> **EXERCISE**
Pull out each line of the material below that contains the string "photo", and copy those lines in their original order.

> **SUPPLIED INFORMATION**
(begin)
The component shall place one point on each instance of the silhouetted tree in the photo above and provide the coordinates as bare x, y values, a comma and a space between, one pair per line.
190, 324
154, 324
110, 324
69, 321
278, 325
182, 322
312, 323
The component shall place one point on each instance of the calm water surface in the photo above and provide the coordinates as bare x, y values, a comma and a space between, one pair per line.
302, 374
(end)
(begin)
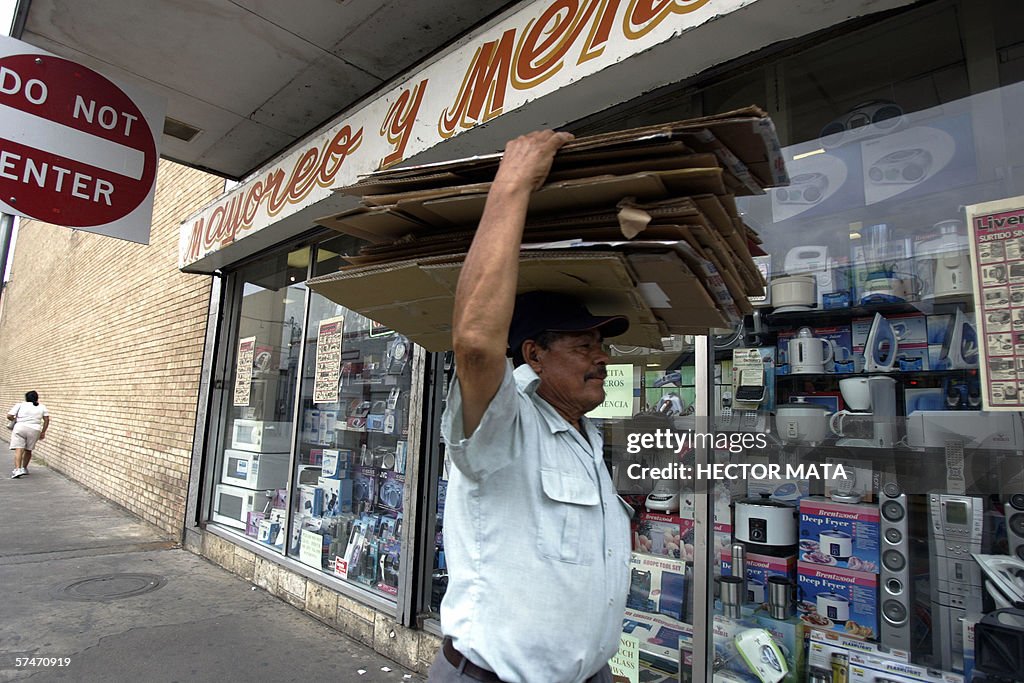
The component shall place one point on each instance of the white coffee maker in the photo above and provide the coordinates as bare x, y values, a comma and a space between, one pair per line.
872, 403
(end)
> **TASK RESULT**
The component shall place one point on each instance of the silhouetted tree in the photo above and provide the coordinates as bare x, y values, a comma and a space between, one pair per line.
The component shall place one point on each instance of the calm water surface in the photo above and provide the coordinates as bare x, y values, a comma and a space between, one pair per line.
The component shall place one point on each instance of the white coffee maker in the photo above and provide the coordinates as bare x, y values, a comma and a space between, one pair per line.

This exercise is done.